§ Problem 1
Retype, word for word, the entries that follow the passage on Nigeria's gas policy, but omit the pictures.

>> start Excerpt to read

This call was contained in a communique issued by the Nigeria Gas Association after the second edition of its industry multiloques.
The association said Nigeria must enhance the fiscal and operational policies required to attract the right investments to realise the objectives and aspirations outlined within the nation’s Gas programmes
It stated that Nigeria has enough gas resources to meet its demands in the domestic and export market and said all stakeholders must work with the Government to deliver Nigeria gas ambitions over the next decade.
Panelists at the conference also called for the adjustment of royalties on Gas supplied and consumed in the domestic environment to encourage more supplies that catalyse more significant development in the overall domestic economy.
They demanded non-discriminatory pricing mechanisms that offer suppliers equal opportunity for returns on investments and cost-reflective tariff structure across the Gas value chain.
There was consensus that the gas supply industry must be anchored on a willing-seller willing-buyer framework to unlock further investments in gas exploration and delivery infrastructure.
The group also advocated for the removal of price controls and concessional Gas tariffs for sections of the market that are critical to achieving overall economic growth objectives the communique stated
The scope of the National Gas Transportation Network Code’s the association demanded should be expanded to fully cover the domestic Gas market in line with provisions already specified by the Department of Petroleum Resources (DPR), which regulates the industry.

>> end Excerpt to read
>> start Provided entries

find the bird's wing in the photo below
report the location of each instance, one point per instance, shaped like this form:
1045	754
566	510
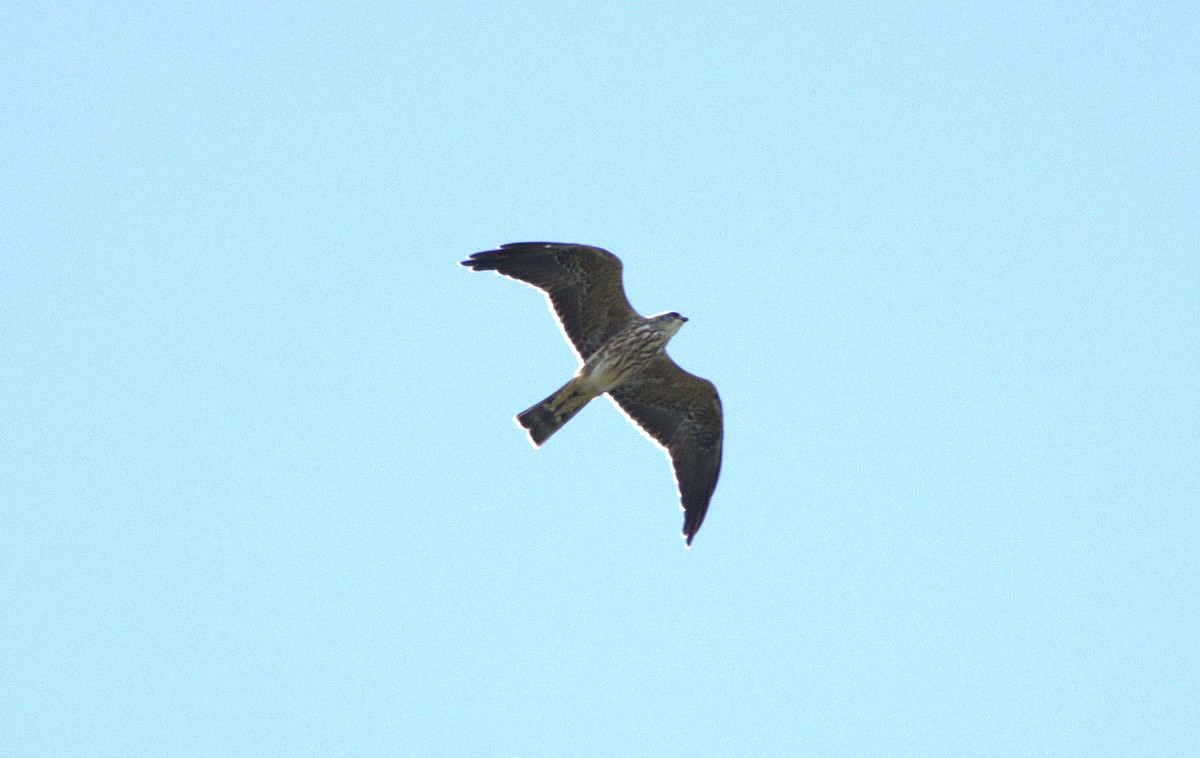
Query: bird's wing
682	414
581	282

>> end Provided entries

§ Problem 2
Rewrite the passage on Nigeria's gas policy from "The group also" up to and including "regulates the industry.", putting "price caps" in place of "price controls".

§ Exercise answer 1
find the bird's wing in the photo below
report the location of each instance, one point per instance, shaped like this form:
1045	754
566	510
Query: bird's wing
682	414
581	282

§ Exercise answer 2
The group also advocated for the removal of price caps and concessional Gas tariffs for sections of the market that are critical to achieving overall economic growth objectives the communique stated
The scope of the National Gas Transportation Network Code’s the association demanded should be expanded to fully cover the domestic Gas market in line with provisions already specified by the Department of Petroleum Resources (DPR), which regulates the industry.